• **Document passage**
==============================
It is incredibly important to protect and support the health of children and young people in our society. In recent years we have made huge progress in understanding mental health issues, and I support efforts to transform children and young people’s mental health for the better. Approximately 10 per cent of 5 to 16 year olds have a clinically diagnosable mental health problem. Since 2015, an additional £1.4 billion has been invested to transform children and young people’s mental health services.
The Children and Young People’s Mental Health Green Paper sets out ambitious proposals to improve mental health services for children and young people, together with over £300 million of funding. This will incentivise and support schools and colleges to train designated leaders for their pupils’ mental health, and introduce new mental health teams, both of which will ease pressure on NHS mental health services.
The NHS Long Term Plan makes a commitment to offering children and young people the best start in life. As part of this, there is an additional commitment to deliver on the promises made in the Five Year Forward View for Mental Health so that 70,000 more children and young people will access treatment each year by April 2021. Moreover, by 2023/2024 at least an additional 345,000 children and young people aged 0-25 will be able to access support via NHS funded mental health services and school or college-based Mental Health Support Teams. In particular, I welcome the Secretary of State's announcement that £79 million from the additional £500 million for mental health announced at the 2021 Spending Review will be allocated to accelerate the commitment to expand these services.
Early intervention is absolutely vital in the fight against eating disorders and everyone with an eating disorder must have access to timely treatment. That is why I am glad that an ambitious new access standard has been introduced, aiming for 95 per cent of children (up to 19 years old) with eating disorders to receive treatment within a week for urgent cases and four weeks for routine cases by the end of 2020. While in view of the coronavirus pandemic I know that this has been a particularly challenging year, and I share your disappointment that this target was not met, I know that NHS staff have been working extremely hard to refer people as quickly as possible: I am certain that services will continue to improve, particularly as NHS services return to normal following the disruption of the past year.
With more than 4.5 million children and young people helped by Childline to date, I would like to pay tribute to the NSPCC for providing this invaluable service. I am encouraged by the continued commitment of £2 million a year to the NSPCC to assist with the running of Childline. Those growing up in Britain today experience a range of ongoing pressures and risks in a changing World, and Childline provides them with a safe, supportive and confidential space that empowers them to improve their wellbeing.
Access to mental health support for children and young people during the COVID-19 outbreak is absolutely vital. NHS services remain open and leading mental health charities have been supported to deliver additional services through the £5 million Coronavirus Mental Health Response Fund. The NHS has also set up 24/7 open access telephone lines for urgent mental health support for people of all ages, for example through the Samaritans on 116 123 or through Childline on 0800 1111.
==============================
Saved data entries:

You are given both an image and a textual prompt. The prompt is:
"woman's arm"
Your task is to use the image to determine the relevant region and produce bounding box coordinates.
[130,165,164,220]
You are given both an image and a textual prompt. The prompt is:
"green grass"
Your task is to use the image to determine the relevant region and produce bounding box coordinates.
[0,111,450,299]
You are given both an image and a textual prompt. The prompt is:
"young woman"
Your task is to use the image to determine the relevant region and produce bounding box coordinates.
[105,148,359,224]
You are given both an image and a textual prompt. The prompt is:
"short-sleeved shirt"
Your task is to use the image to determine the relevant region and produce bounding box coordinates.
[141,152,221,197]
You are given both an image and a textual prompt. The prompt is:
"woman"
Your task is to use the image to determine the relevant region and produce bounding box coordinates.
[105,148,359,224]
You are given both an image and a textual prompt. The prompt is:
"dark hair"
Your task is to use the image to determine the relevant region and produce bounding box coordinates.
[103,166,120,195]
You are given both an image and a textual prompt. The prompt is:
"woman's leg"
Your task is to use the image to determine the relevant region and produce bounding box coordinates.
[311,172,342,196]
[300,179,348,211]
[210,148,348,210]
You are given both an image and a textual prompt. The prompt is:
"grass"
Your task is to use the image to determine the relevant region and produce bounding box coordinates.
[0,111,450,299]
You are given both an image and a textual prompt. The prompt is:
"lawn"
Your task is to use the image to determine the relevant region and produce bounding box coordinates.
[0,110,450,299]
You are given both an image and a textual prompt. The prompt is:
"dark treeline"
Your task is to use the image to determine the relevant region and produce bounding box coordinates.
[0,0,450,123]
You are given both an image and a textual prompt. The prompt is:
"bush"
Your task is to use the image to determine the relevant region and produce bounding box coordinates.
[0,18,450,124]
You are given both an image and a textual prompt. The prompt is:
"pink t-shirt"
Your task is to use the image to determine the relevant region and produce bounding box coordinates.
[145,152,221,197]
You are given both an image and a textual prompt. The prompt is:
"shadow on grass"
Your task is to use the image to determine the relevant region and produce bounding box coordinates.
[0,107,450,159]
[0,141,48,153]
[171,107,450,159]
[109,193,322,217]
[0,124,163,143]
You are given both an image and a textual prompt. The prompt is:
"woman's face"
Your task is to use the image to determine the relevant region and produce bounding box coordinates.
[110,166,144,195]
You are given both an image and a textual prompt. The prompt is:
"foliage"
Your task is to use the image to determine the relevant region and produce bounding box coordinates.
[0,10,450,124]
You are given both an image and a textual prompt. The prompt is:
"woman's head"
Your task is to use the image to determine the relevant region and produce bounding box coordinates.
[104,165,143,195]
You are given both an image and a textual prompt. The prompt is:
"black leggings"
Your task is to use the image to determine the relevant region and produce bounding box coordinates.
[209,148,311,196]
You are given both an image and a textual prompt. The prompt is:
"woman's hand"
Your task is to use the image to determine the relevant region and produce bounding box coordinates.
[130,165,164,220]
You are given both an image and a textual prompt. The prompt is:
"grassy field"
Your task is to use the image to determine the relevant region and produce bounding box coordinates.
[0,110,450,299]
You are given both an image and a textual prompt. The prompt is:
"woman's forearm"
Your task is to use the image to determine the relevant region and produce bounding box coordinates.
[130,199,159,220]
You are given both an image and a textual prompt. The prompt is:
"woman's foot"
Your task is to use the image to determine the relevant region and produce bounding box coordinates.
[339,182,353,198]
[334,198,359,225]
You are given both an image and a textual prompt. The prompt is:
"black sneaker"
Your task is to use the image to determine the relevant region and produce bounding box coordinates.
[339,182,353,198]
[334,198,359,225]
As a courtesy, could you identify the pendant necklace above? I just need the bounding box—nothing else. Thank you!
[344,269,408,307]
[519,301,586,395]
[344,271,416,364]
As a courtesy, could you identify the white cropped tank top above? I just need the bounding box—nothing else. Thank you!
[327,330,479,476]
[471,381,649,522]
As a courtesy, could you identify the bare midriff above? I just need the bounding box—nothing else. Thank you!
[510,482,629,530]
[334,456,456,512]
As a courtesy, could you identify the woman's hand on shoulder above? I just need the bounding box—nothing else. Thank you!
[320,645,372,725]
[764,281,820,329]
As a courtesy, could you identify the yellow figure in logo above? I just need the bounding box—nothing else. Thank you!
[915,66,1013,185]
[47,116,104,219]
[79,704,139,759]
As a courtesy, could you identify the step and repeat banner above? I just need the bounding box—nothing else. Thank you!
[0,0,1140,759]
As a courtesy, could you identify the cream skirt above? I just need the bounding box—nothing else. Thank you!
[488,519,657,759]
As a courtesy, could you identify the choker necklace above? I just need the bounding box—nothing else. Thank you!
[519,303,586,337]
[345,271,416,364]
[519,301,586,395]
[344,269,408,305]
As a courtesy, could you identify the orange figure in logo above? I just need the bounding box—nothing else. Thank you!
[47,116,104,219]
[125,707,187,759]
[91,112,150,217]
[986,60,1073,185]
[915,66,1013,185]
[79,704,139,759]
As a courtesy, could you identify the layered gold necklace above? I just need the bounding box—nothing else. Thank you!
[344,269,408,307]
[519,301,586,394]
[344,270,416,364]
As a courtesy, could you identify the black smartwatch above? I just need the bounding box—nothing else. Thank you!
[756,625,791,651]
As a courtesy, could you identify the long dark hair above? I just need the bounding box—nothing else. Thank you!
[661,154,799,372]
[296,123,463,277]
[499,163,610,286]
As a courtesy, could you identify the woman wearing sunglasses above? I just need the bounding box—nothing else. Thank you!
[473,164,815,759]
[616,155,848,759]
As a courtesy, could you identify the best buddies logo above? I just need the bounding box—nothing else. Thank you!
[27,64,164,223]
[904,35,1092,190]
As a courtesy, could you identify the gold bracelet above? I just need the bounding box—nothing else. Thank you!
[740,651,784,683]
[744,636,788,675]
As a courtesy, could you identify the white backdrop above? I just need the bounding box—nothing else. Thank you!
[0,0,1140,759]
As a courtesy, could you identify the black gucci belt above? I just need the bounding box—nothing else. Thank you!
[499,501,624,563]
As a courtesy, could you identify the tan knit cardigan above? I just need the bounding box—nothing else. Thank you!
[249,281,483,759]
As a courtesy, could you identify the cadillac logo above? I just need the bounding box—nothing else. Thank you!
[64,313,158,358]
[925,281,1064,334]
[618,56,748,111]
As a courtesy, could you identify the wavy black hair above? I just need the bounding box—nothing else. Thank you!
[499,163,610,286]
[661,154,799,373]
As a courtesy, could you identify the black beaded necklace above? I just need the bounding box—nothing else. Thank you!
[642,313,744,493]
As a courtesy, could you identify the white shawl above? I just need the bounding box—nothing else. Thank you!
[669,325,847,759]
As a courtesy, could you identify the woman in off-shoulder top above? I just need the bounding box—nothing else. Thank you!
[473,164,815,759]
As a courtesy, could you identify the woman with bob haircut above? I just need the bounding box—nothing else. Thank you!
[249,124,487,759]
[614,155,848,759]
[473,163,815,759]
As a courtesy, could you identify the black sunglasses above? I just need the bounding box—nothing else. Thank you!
==============================
• **Problem to work on**
Reproduce word for word the part of the passage on children's mental health that starts with "Access to mental" and goes on through "on 0800 1111.". Nothing in the listing is needed here.

• **Finished exercise**
Access to mental health support for children and young people during the COVID-19 outbreak is absolutely vital. NHS services remain open and leading mental health charities have been supported to deliver additional services through the £5 million Coronavirus Mental Health Response Fund. The NHS has also set up 24/7 open access telephone lines for urgent mental health support for people of all ages, for example through the Samaritans on 116 123 or through Childline on 0800 1111.